> **Objective**:
Copy out, character for character, every line starting with the one that contains "spot the desk surface in the photo above" and running through the final line below, including both ends.
---------------
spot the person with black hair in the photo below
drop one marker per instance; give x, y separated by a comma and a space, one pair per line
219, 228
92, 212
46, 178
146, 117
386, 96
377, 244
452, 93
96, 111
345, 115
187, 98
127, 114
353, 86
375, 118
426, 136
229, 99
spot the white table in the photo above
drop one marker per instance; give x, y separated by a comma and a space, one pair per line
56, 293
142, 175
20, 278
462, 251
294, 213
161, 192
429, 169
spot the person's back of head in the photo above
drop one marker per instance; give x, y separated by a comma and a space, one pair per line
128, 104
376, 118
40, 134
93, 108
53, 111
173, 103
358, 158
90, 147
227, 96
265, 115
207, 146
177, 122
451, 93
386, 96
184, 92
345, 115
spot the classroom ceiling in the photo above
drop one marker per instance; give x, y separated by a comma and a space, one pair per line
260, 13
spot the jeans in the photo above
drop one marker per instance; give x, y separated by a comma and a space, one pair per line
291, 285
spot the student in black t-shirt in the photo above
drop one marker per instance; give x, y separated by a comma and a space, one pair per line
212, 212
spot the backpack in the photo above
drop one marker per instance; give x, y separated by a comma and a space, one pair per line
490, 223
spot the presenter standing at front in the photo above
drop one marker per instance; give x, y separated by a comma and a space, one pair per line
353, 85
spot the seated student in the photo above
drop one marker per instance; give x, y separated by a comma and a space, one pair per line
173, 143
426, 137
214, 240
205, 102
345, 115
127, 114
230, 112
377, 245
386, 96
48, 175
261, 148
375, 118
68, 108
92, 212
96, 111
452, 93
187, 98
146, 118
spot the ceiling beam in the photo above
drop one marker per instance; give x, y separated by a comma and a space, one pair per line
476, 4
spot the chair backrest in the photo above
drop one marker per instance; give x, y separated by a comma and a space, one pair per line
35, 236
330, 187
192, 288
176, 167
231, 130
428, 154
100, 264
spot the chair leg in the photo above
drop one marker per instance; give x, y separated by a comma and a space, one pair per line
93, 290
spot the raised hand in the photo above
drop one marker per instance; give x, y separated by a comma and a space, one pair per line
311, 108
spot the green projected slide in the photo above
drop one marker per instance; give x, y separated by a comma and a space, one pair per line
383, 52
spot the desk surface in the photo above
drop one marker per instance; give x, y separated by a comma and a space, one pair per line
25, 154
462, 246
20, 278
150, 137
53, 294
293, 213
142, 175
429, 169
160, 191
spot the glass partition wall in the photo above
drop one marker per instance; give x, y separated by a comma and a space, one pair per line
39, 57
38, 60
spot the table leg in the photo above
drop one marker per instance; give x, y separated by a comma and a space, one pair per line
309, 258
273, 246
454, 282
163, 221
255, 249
---------------
> **Output for this exercise**:
spot the desk surface in the photo above
drop one marker per instance; give x, y separated by a comma and a space, one pair per line
25, 154
462, 246
20, 278
150, 137
53, 294
293, 213
142, 175
429, 169
160, 191
spot the glass partition wall in the photo above
drop one marker per instance; give x, y separated by a comma and a space, one pair per line
39, 57
38, 60
spot the table leg in the photo above
drop one marker per instance; give x, y separated by a comma and a space, one pair per line
309, 258
273, 246
454, 282
163, 221
255, 249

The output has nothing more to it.